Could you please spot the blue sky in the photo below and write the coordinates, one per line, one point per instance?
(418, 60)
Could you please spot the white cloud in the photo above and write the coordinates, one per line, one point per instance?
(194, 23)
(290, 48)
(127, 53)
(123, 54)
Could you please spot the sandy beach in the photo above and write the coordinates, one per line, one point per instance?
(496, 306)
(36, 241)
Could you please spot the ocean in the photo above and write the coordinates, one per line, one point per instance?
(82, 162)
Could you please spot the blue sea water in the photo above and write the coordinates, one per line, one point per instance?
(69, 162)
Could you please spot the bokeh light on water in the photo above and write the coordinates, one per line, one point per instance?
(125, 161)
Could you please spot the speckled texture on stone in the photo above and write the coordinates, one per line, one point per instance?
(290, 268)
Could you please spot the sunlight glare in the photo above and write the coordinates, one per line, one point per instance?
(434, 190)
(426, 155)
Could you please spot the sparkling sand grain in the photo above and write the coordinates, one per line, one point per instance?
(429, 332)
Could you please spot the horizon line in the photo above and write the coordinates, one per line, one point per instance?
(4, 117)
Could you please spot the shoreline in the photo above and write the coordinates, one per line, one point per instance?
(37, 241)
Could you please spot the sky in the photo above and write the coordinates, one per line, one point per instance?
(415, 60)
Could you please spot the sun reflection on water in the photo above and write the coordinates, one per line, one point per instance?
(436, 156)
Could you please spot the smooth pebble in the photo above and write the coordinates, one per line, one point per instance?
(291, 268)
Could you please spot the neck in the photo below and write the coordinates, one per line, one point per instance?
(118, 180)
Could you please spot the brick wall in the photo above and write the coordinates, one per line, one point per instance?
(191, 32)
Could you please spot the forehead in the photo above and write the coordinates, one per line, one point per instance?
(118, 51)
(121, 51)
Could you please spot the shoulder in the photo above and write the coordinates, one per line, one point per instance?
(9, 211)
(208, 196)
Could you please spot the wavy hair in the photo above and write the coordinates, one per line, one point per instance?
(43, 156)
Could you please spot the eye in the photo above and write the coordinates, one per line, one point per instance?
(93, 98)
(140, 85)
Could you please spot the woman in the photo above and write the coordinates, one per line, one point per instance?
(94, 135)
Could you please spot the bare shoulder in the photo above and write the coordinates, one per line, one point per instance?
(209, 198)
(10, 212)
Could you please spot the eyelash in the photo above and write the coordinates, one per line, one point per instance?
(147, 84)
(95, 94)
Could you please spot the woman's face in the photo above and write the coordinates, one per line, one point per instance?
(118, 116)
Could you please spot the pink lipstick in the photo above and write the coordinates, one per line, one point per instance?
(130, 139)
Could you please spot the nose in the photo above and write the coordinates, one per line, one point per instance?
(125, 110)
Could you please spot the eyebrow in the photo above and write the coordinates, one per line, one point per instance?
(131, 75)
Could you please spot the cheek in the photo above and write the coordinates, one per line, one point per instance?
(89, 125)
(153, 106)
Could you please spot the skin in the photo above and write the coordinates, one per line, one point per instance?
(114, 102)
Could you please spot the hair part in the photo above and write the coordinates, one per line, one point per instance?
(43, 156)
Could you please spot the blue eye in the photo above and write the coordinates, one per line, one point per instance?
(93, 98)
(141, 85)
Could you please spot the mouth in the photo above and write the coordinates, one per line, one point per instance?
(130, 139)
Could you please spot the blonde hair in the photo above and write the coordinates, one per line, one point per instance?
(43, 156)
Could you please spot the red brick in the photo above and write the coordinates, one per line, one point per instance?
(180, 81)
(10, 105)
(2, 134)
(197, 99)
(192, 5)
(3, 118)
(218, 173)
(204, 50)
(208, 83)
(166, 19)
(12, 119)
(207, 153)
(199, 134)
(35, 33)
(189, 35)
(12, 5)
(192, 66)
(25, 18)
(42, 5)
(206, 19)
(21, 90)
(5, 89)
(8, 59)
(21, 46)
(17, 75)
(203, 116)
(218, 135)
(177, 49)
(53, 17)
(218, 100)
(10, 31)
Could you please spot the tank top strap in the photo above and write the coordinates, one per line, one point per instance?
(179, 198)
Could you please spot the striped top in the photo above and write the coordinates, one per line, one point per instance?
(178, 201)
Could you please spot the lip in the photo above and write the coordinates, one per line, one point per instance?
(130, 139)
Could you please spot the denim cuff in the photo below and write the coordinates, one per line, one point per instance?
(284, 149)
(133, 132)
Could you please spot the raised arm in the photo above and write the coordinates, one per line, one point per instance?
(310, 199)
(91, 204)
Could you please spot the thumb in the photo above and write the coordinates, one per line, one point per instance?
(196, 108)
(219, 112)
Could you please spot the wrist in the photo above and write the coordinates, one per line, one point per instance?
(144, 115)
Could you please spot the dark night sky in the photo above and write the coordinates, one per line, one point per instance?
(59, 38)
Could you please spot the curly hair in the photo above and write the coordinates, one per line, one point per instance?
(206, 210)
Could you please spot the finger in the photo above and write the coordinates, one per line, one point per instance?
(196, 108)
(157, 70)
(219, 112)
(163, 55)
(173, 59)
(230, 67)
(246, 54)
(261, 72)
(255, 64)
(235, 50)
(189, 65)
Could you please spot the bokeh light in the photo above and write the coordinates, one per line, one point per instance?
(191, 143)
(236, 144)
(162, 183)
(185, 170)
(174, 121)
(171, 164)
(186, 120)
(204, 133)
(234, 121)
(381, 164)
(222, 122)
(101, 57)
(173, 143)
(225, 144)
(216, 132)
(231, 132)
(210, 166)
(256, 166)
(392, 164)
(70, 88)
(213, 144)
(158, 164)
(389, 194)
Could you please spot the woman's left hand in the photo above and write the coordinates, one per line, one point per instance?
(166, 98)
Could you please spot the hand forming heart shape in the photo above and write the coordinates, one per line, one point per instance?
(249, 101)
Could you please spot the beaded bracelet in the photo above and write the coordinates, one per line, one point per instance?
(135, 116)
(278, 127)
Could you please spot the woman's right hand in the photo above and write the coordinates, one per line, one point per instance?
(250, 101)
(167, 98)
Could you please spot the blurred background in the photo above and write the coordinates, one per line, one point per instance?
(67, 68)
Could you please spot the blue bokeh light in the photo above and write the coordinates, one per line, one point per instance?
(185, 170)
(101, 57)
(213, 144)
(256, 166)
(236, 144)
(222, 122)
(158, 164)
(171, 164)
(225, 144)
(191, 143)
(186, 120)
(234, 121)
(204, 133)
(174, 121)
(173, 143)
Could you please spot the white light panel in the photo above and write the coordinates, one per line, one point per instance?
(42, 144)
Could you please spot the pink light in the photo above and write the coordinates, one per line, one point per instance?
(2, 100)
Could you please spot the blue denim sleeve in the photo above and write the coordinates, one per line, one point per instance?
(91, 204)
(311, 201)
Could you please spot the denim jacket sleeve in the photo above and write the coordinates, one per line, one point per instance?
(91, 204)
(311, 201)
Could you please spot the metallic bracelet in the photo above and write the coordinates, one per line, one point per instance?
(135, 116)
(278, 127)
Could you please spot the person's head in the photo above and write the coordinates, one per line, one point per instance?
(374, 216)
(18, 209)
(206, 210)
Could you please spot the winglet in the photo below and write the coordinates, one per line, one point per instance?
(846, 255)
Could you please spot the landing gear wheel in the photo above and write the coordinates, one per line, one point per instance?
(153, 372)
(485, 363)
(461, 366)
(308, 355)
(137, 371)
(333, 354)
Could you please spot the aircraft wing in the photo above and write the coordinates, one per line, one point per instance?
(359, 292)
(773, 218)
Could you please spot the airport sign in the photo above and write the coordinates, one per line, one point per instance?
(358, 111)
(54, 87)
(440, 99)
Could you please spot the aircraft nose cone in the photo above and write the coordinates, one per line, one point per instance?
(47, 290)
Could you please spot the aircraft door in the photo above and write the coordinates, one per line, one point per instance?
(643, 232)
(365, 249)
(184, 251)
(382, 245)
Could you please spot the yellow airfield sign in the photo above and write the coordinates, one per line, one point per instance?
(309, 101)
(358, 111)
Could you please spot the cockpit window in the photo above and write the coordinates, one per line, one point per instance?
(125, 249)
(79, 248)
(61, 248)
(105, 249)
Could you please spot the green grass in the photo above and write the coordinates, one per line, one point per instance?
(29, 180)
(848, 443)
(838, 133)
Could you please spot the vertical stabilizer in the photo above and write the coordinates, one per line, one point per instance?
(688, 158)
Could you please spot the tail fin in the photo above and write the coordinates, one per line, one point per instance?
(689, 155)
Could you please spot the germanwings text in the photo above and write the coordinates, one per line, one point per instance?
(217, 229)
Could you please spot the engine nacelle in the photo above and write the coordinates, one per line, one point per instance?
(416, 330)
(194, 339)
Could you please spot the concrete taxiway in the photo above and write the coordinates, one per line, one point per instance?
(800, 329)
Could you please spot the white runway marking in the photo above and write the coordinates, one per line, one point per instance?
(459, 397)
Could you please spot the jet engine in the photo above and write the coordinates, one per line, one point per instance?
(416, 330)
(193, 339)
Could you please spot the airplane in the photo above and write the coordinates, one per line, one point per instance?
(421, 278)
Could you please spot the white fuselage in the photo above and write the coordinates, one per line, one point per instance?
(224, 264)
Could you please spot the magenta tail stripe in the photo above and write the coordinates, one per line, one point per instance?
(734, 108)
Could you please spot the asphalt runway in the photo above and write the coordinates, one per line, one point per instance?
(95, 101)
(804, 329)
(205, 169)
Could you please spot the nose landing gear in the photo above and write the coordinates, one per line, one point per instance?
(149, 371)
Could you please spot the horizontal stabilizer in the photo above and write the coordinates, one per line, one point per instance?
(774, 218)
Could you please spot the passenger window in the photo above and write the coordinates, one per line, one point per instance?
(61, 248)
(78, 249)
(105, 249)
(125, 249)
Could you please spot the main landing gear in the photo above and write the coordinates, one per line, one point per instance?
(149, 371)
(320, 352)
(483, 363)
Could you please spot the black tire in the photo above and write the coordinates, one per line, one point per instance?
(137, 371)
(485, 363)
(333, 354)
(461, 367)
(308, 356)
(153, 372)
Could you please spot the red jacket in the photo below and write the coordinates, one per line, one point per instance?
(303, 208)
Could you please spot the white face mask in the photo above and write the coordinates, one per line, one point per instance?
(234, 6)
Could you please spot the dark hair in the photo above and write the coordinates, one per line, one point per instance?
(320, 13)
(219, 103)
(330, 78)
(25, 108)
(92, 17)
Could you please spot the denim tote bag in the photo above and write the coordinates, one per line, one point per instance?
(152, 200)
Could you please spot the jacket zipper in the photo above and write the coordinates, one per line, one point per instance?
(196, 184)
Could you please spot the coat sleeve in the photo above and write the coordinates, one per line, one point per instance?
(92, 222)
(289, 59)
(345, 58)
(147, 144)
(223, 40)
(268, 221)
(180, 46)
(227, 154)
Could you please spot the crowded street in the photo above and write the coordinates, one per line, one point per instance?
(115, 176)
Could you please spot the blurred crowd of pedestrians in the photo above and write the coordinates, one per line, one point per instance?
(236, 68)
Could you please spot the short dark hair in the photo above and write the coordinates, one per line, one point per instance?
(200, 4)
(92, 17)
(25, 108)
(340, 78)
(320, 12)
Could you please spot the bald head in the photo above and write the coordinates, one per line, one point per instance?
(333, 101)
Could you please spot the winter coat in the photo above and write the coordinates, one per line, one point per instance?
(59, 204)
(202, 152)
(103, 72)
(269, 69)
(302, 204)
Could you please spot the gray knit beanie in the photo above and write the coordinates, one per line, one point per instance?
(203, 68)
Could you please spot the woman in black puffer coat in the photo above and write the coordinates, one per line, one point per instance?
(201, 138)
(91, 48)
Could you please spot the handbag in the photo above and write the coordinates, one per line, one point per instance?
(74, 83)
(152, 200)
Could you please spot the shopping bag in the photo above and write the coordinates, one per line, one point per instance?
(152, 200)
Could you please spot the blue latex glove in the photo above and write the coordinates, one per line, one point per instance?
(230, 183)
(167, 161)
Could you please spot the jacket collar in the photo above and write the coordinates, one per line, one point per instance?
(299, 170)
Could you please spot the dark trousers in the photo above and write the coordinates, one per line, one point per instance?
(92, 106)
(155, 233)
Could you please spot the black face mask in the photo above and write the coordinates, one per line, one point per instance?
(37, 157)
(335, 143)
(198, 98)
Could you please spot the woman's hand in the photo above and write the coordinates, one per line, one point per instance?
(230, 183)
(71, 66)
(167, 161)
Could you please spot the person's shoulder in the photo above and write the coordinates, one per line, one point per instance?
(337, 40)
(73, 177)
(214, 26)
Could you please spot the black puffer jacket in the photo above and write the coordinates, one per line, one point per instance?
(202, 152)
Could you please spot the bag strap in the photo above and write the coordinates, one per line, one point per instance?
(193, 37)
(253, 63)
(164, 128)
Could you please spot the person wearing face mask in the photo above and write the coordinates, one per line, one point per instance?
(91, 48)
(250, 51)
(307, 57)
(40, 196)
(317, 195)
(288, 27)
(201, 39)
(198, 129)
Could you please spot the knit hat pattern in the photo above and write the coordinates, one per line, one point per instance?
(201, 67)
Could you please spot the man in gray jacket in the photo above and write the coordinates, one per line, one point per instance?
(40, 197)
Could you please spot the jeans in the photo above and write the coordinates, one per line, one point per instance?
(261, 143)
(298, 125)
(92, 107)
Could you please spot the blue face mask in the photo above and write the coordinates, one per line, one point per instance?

#####

-- WORK TO DO --
Set out exactly the run of lines that begins at the line holding "Could you please spot the knit" and ends at the last line of the data.

-- RESPONSE TO THIS EXERCISE --
Could you please spot the knit hat pattern in the photo above and write the coordinates, one per line, one point per instance?
(201, 67)
Could you please spot the man in gray jacket in the photo above and write the coordinates, one per line, one point per instance?
(40, 197)
Could you please spot the jeans in the photo above and write the coordinates, one per line, one point per instance?
(261, 143)
(298, 125)
(92, 107)
Could you please spot the blue face mask in the photo above and write the coordinates, one per line, one point per instance?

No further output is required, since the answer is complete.